TASK REQUIREMENTS => From the items below, extract every line containing the string "reflector", matching case exactly.

RECORDS FOR PROCESSING =>
________

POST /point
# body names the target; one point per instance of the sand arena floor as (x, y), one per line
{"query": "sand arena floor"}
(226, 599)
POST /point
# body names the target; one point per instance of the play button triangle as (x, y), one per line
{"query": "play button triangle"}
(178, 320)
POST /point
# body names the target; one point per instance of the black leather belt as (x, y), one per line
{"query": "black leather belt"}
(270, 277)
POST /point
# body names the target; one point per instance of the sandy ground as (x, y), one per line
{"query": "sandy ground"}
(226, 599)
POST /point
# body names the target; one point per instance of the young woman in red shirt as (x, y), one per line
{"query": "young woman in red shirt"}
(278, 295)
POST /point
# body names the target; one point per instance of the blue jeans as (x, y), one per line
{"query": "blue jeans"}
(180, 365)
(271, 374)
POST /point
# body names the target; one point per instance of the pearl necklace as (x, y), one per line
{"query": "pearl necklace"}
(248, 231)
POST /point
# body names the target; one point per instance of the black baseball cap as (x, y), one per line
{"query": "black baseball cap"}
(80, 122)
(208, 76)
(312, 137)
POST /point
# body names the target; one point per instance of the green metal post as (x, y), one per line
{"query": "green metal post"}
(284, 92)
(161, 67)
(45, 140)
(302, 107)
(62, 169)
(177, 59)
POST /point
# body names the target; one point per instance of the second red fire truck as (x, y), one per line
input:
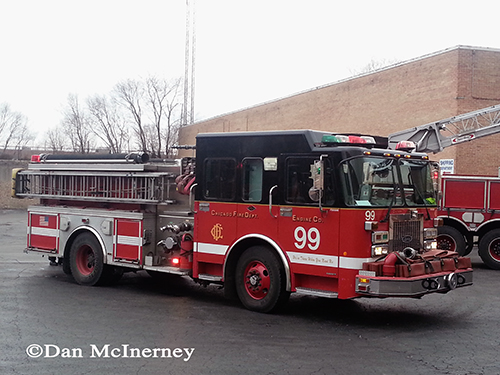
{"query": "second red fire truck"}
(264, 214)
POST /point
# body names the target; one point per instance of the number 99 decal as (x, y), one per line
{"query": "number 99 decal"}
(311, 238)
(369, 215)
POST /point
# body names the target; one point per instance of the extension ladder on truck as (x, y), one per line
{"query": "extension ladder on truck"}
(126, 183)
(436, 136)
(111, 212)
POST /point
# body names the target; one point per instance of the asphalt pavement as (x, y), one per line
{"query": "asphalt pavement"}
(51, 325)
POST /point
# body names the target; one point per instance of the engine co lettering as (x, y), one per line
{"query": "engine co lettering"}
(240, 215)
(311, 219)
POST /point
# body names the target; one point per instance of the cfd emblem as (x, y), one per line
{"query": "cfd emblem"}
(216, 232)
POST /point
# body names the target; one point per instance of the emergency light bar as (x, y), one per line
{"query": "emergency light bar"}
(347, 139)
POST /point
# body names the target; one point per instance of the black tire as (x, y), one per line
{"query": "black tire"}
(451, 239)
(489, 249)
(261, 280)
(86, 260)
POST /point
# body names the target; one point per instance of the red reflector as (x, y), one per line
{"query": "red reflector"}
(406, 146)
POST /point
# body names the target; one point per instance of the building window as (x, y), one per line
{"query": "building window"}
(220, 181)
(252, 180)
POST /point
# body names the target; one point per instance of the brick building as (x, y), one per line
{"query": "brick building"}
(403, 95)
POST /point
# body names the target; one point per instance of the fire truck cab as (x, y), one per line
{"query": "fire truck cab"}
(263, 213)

________

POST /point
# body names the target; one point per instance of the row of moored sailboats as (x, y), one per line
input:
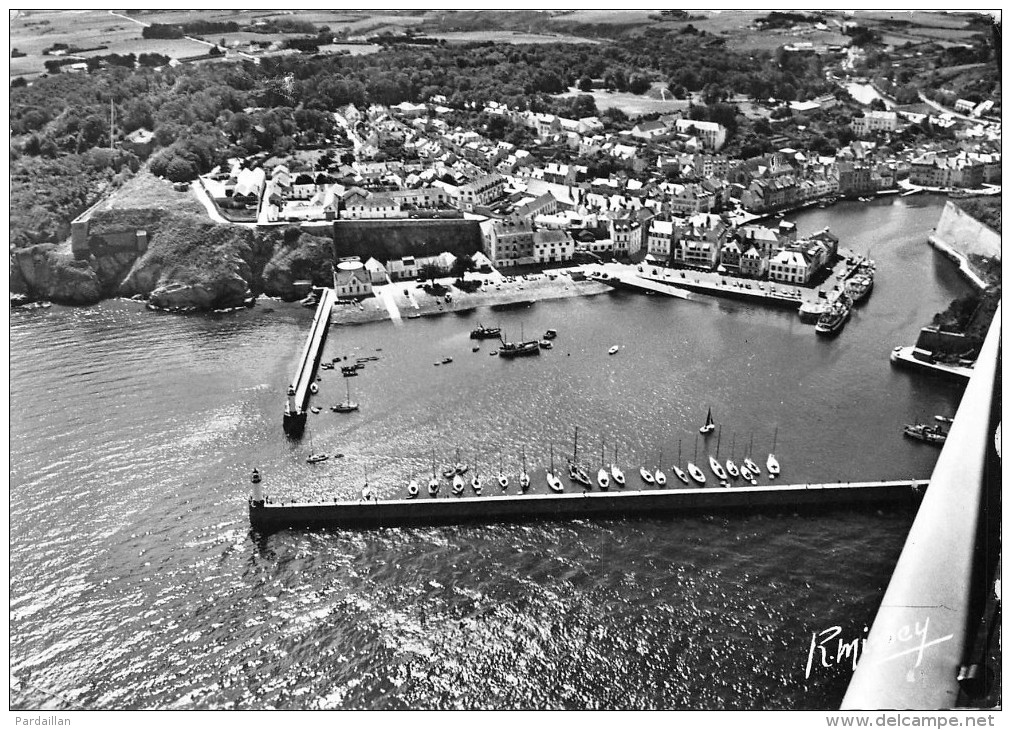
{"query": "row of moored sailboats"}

________

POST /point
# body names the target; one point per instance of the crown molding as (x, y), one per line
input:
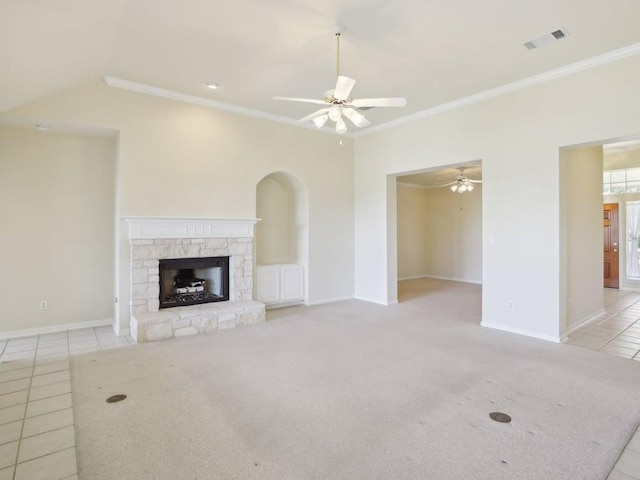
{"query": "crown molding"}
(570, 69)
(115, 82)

________

OUTPUT BELOW =>
# body names the target; one point per instance of the red reflector as (x, y), one per line
{"query": "red reflector"}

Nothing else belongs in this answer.